** Start of Data extract **
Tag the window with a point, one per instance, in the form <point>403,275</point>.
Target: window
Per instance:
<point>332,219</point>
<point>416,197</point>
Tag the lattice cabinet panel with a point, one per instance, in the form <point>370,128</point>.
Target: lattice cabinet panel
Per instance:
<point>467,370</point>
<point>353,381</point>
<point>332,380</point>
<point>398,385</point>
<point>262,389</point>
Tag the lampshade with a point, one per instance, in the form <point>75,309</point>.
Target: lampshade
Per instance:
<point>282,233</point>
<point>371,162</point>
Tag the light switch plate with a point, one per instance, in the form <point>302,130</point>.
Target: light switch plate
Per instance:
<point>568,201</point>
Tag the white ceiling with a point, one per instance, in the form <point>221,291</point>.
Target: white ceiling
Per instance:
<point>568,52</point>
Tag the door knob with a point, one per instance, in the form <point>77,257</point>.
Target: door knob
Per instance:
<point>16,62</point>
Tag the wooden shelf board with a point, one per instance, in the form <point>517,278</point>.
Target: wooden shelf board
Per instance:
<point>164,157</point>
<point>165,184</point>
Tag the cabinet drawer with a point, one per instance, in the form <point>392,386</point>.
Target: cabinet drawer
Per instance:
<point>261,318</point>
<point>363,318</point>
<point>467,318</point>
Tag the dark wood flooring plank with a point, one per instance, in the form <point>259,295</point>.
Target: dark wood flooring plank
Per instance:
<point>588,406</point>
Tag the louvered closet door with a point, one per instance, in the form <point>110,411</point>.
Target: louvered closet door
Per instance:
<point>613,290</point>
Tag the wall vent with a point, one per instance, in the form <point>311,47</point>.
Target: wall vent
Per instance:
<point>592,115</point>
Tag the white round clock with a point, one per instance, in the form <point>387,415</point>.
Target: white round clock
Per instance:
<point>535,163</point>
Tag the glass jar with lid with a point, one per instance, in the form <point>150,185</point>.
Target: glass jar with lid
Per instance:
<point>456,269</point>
** End of Data extract **
* [Exercise objective] Format all of the lines above as a JSON list of strings, one string per line, with blank lines left out.

* [Reply]
[
  "Tag the window with a point, one per instance, in the form <point>403,275</point>.",
  "Target: window",
  "Per instance:",
  "<point>332,219</point>",
  "<point>416,197</point>",
  "Tag the lattice cabinet panel with a point, one per instance, in the form <point>370,128</point>.",
  "Target: lattice cabinet panel",
  "Per instance:",
  "<point>467,370</point>",
  "<point>353,381</point>",
  "<point>332,380</point>",
  "<point>398,385</point>",
  "<point>262,389</point>",
  "Tag the lampshade with a point, one per instance, in the form <point>75,309</point>.",
  "Target: lampshade",
  "Per instance:",
  "<point>282,233</point>",
  "<point>371,162</point>",
  "Tag the light switch plate with a point, one per instance, in the form <point>302,130</point>.",
  "Target: light switch plate",
  "Per instance:",
  "<point>568,201</point>",
  "Tag the white ceiling with a point, one per instance, in the form <point>221,291</point>.",
  "Target: white ceiling",
  "Per instance:",
  "<point>568,52</point>",
  "Tag the door knob with a point, one per instance, in the form <point>77,257</point>.",
  "Target: door knob",
  "Per instance:",
  "<point>16,62</point>",
  "Tag the wooden shelf board with a point, one per instance, in the form <point>517,278</point>.",
  "Target: wooden shelf board",
  "Per instance:",
  "<point>164,157</point>",
  "<point>165,184</point>",
  "Tag the cabinet drawer with a point, one per instance, in the form <point>392,386</point>.",
  "Target: cabinet drawer",
  "Per instance:",
  "<point>261,318</point>",
  "<point>363,318</point>",
  "<point>467,318</point>",
  "Tag the dark wood flooring plank with a point, one per instance, in the form <point>259,295</point>.",
  "Target: dark wood flooring plank",
  "Per instance:",
  "<point>588,406</point>",
  "Tag the louvered closet door with a point, one per instance, in the form <point>110,411</point>.",
  "Target: louvered closet door",
  "Per instance:",
  "<point>613,290</point>",
  "Tag the wall vent with a point, one per instance, in the form <point>311,47</point>.",
  "Target: wall vent",
  "Per instance:",
  "<point>592,115</point>",
  "Tag the white round clock with a point, one per instance, in the form <point>387,415</point>.",
  "Target: white round clock",
  "Per instance:",
  "<point>535,163</point>",
  "Tag the glass jar with lid with a point, one per instance, in the form <point>150,185</point>.",
  "Target: glass jar with lid",
  "Per instance:",
  "<point>456,269</point>"
]